Extract every line of the records below word for word, leaving the pictures out of your answer.
>> start Information provided
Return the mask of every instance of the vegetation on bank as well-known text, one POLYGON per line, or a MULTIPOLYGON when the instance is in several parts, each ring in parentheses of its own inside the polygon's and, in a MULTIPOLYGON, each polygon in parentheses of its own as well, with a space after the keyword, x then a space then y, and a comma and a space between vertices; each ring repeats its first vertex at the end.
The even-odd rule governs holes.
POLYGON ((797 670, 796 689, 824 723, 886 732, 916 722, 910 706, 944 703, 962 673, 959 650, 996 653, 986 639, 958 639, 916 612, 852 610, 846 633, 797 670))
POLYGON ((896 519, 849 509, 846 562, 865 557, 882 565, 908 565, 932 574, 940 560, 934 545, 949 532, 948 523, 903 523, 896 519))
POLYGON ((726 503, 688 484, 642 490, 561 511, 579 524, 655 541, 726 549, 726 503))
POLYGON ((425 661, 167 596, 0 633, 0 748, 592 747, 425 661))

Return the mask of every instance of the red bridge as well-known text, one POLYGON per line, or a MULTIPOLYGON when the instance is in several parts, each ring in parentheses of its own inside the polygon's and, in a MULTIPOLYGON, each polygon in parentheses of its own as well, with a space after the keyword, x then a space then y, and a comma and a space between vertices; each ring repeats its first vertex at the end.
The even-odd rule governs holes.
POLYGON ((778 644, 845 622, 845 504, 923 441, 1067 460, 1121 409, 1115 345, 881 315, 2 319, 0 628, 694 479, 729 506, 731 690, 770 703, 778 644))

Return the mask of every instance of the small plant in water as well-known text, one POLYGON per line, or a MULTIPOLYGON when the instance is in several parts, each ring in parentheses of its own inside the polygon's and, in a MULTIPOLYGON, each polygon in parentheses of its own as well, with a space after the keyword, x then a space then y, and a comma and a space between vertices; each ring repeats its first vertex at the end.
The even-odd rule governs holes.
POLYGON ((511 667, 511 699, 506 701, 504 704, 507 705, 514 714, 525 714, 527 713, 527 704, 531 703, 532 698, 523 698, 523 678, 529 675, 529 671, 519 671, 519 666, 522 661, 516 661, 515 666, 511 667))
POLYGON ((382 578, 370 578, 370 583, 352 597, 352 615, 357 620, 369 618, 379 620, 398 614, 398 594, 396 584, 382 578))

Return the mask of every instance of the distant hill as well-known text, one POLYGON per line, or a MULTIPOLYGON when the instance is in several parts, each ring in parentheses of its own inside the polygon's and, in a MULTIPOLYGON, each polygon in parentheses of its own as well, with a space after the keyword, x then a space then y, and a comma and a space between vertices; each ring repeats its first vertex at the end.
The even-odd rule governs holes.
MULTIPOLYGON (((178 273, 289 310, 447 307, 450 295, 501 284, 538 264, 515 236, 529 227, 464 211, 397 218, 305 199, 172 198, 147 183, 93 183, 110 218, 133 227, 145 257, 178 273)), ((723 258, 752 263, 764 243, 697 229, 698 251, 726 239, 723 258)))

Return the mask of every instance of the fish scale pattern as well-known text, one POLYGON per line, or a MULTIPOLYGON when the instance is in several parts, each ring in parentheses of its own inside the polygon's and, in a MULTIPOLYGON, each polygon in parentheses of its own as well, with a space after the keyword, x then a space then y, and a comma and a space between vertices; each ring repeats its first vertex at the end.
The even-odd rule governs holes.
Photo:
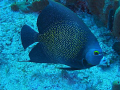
>> end Information provided
Exercise answer ->
Return the mask of every instance of the vegetation on bank as well-known text, one POLYGON per line, or a MULTIPOLYGON when the instance is in several parts, each ring in parentheses of its own inside the polygon's and, in a MULTIPOLYGON, each polygon in parentheses of its own as well, with a space after the keyword, x then a space then y, and a comma and a space between vertices; each ring repeats its first vertex at the end.
The even-odd rule governs holes.
POLYGON ((797 670, 796 689, 824 723, 886 732, 916 722, 910 706, 944 703, 962 673, 959 650, 996 653, 986 639, 958 639, 916 612, 852 610, 846 633, 797 670))
POLYGON ((896 519, 849 509, 846 562, 865 557, 882 565, 908 565, 932 574, 940 560, 934 545, 949 532, 948 523, 903 523, 896 519))
POLYGON ((726 503, 688 484, 642 490, 561 511, 579 524, 655 541, 726 549, 726 503))
POLYGON ((425 661, 167 596, 0 633, 0 748, 592 747, 425 661))

Return the mask of every instance of the red bridge as well-known text, one POLYGON per line, or a MULTIPOLYGON when the instance is in several parts, each ring in parentheses of its own inside the polygon's and, in a MULTIPOLYGON, each polygon in parentheses of its own as well, with a space after the keyword, x then a space then y, and a comma and a space between vertices; each ring repeats its first vertex at the end.
The even-odd rule governs holes.
POLYGON ((778 644, 845 622, 845 504, 923 441, 1067 460, 1121 409, 1115 345, 881 315, 2 319, 0 628, 694 479, 729 506, 731 690, 770 703, 778 644))

Return the mask of every instance of the small plant in water as well-known text, one POLYGON per line, or a MULTIPOLYGON when the instance is in several parts, each ring in parentheses of its own inside the polygon's and, in a MULTIPOLYGON, each polygon in parentheses of its own as well, with a space after the keyword, x then a space then y, and a comma and a space between vertices; each ring repeats its first vertex at the end.
The even-odd rule governs holes.
POLYGON ((511 667, 511 699, 506 701, 504 704, 507 705, 514 714, 525 714, 527 713, 527 704, 531 703, 532 698, 523 698, 523 678, 529 675, 529 671, 519 671, 519 666, 522 661, 516 661, 515 666, 511 667))
POLYGON ((382 578, 370 578, 370 583, 352 597, 352 615, 357 620, 369 618, 379 620, 398 614, 398 594, 396 584, 382 578))

Return the mask of every instance of the distant hill as well-known text, one POLYGON per line, or a MULTIPOLYGON when the instance is in several parts, each ring in parentheses of its own inside the polygon's and, in a MULTIPOLYGON, each polygon in parentheses of its own as well, with a space after the keyword, x then a space then y, and a comma and a space between vertices; each ring repeats its first vertex at the end.
The even-odd rule governs holes.
MULTIPOLYGON (((178 273, 289 310, 447 307, 450 295, 501 284, 538 264, 515 236, 529 227, 464 211, 397 218, 305 199, 172 198, 147 183, 93 183, 110 218, 133 227, 145 257, 178 273)), ((723 258, 752 263, 764 243, 697 229, 698 251, 726 239, 723 258)))

Return the mask of every instance of the fish scale pattern as well-known text, one POLYGON per line, or a MULTIPOLYGON when the instance is in several parts, each ring in parentheses of its own inside the polygon's and, in a MULTIPOLYGON, each polygon in parentheses of its own as well, with a space after the keyword, x then a space then y, and a comma and a space between vertices; each ring repeats its first vertex at the end.
The even-odd rule governs holes.
Photo:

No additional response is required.